祈る手、震える心〜平凡医学生の119回医師国試受験記〜
寒くて擦り合わせた手は祈りの形に似ていた。
前書き
この文章は、第119回医師国家試験を終えたばかりの平凡な医学生によって、「ハイスコアアタックに挑むほど勉強を頑張る気もないが、ボーダーラインスレスレを狙うのは怖い、普通くらいの成績を取りたい」というアンニュイでアンビバレントな気持ちを抱える来年以降の受験生向けに書かれたものである。
コスパの名の下での医師国家試験勉強の手の抜き方か、難化しようがパンリン90%安定という神々の、レベルの高すぎる勉強方法はインターネット上に多い。そして目を引く。
模試の偏差値的にかなり標準的な医学生である筆者は、「このままいけば受かるんだろうが、逆にここからどうしたらいいかわからん」という気持ちで1年間やっていた。以下のような記事を参考にもしたが、やはり他人の勉強は他人の勉強であって向き不向きがあり、全く自己投影する、ということはできなかった。
筆者は暢気で怠惰だが、心配性気味で直前にあれこれ心配してしまい、それが多大なストレスで不快であると分析していて、これを回避するために仕方がなしに手を打っているという状況である。
したがって、こういった事情を汲まない人間がこの文章を読むにはいささか時間の無駄であるので、ここで画面を閉じて日常に戻ることを強く強くお勧めする。
国試の基礎知識
医師国家試験は例年2月上旬に2日間にわたって行われる、A-Fブロックの6つに分かれた400問、500点満点の試験である。
A,Dは各論、B,Eは必修、C,Fは総論といい、総論は公衆衛生含む医師に必要な臨床の幅広い知識を、各論は臨床の更に深い知識を問い、各論に公衆衛生はほとんど含まれないという違いがある。総論各論を合わせて一般臨床(通称パンリン)と言い、1問1点、300点満点である。

——————————

== 取り組む課題 ==
1. 医師国家試験の受験記によると、医師国家試験は例年いつ、何日間にわたって行われるか。
2. 医師国家試験の受験記の続きを、最後の文のあとから書いてください。

——————————

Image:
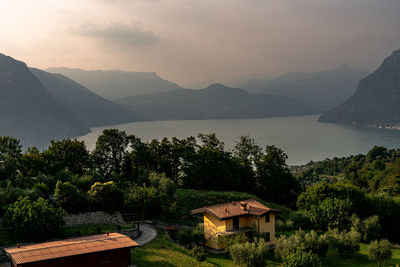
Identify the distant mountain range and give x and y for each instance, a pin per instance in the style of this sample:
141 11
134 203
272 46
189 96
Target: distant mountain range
324 90
214 102
116 84
90 108
376 102
28 111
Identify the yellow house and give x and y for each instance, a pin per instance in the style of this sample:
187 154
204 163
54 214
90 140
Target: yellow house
237 216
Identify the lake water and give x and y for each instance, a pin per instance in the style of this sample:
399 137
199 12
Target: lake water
302 138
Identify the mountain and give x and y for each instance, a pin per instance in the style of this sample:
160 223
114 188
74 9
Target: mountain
116 84
28 111
214 102
92 109
376 101
324 90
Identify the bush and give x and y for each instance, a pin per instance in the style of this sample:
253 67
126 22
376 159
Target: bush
106 196
284 226
379 251
227 241
249 254
300 220
191 237
70 198
309 242
34 219
330 213
199 253
301 258
370 228
346 243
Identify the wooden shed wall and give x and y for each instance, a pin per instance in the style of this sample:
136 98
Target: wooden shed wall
111 258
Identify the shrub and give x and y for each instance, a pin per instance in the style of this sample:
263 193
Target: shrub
191 237
226 241
346 243
309 242
369 228
379 251
34 219
249 254
330 213
300 220
70 198
284 226
106 196
301 258
199 253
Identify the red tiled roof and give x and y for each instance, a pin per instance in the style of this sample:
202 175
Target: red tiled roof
68 247
235 208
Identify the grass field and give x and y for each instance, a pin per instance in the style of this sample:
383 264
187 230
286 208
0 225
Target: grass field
168 254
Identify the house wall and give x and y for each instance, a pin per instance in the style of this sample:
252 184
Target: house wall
265 227
211 227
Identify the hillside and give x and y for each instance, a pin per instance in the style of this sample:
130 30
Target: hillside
28 111
92 109
324 90
214 102
376 102
115 84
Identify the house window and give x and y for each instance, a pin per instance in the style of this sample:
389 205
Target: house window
267 237
236 223
267 219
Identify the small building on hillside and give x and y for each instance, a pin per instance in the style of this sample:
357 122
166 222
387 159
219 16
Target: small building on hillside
235 217
111 250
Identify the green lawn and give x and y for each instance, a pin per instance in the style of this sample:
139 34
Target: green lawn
171 255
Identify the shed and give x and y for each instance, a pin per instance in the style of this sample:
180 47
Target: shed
112 249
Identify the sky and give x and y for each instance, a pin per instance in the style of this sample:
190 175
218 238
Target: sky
189 41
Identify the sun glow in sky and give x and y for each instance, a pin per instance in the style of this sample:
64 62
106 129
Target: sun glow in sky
187 41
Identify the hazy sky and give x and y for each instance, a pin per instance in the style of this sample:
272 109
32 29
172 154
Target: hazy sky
193 40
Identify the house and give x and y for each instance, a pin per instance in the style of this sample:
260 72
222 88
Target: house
235 217
110 249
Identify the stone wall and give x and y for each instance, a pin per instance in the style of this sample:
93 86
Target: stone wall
97 217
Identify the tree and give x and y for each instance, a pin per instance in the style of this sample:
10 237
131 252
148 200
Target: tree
106 196
319 192
249 254
330 212
211 168
69 155
346 243
300 258
380 251
273 173
10 157
32 162
70 198
111 148
34 219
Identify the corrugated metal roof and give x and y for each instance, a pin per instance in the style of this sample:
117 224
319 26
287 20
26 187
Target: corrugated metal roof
234 209
68 247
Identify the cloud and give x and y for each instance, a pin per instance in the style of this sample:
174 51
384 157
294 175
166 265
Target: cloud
117 34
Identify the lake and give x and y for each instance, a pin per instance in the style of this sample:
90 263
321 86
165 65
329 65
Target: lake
302 138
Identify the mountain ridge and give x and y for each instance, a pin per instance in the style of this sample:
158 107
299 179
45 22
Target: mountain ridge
323 89
376 102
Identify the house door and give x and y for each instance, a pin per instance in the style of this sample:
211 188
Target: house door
236 223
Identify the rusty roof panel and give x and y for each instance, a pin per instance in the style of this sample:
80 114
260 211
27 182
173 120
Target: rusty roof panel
235 208
68 247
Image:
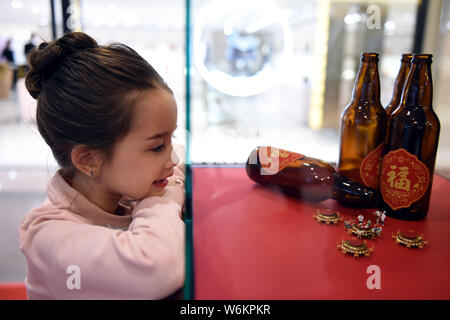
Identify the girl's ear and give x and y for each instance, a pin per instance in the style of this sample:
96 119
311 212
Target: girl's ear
87 160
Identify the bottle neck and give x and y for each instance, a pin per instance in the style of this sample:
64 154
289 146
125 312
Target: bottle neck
349 192
405 67
367 84
418 91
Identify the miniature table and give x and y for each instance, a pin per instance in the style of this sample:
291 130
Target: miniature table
250 242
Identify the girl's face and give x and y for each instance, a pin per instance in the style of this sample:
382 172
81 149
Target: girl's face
144 155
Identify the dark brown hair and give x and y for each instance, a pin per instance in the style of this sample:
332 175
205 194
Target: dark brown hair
85 92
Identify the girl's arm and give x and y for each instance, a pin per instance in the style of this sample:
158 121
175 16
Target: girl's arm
70 260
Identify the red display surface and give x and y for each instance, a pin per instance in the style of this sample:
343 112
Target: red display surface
254 243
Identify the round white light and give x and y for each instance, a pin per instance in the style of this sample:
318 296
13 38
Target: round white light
242 28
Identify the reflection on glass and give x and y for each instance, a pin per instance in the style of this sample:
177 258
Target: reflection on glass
240 47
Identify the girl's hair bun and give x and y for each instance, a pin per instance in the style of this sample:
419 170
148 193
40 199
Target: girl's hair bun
49 55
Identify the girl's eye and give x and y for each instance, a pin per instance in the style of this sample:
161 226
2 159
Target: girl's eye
158 148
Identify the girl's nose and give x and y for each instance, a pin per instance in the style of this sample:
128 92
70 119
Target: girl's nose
173 160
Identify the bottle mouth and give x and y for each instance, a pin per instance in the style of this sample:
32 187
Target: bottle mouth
369 56
407 57
422 56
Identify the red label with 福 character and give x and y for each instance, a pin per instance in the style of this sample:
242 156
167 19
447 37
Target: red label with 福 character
370 167
273 160
404 179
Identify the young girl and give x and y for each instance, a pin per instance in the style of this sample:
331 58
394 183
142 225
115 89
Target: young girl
109 119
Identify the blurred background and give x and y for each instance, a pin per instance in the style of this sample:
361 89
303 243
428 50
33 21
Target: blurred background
272 72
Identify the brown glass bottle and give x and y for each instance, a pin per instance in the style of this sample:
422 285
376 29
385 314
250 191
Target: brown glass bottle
405 66
363 127
408 164
305 177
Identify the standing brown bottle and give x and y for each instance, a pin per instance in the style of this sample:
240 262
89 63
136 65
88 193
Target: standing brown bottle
408 166
363 127
405 66
305 177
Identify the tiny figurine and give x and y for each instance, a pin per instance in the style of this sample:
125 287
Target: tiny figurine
364 229
355 247
378 214
383 217
409 239
360 218
327 216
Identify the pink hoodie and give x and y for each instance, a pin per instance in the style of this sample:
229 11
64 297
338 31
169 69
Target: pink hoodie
75 250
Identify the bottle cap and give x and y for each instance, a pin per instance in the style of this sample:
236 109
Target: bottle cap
327 216
355 247
410 239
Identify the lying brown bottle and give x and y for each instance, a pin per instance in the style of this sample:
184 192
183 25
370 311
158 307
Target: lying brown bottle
305 178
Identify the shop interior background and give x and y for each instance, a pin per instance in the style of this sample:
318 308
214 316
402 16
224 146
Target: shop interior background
277 73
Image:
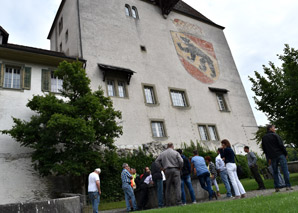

——————————

== 課題ごとの解答 ==
1. 例年2月上旬に、2日間にわたって行われる。

2.
必修はB,Eそれぞれ50問あり、それぞれ100点満点、合わせて100問200点満点である。パンリンよりも基本的な知識を問うものが多く、特に手技に関する問題や、医師としての倫理観を問う問題が多い。それぞれのブロックの前半は知識問題、後半は臨床問題となっていて、前者は1問1点、後者は1問3点で採点される。したがってこの3点問題をボロボロ落とすと、必修落ちが3倍速で近づくこととなる。
受験生が超えるべき関門は3つである。
①必修(B,Eブロック)で合計160点以上をとること
②禁忌選択数を厚労省の定める規定数以内におさめること(ただしこの禁忌の規定数や、どの問題が禁忌となったかを、合格発表まで知る術はない)
③パンリンで厚労省の定める規定の点数以上の点を取ること(ただしこの規定点数も合格発表までに正確に知る術はない)
これら全てを満たさなければ合格することはできない。
パンリンの合格点(通称ボーダー)や禁忌は予備校各社が予想を出していて(禁忌の予想はやっている会社とやっていない会社がある)、国試直後に6年生が気兼ねなく遊びに行けるのはこの予想システムのおかげである。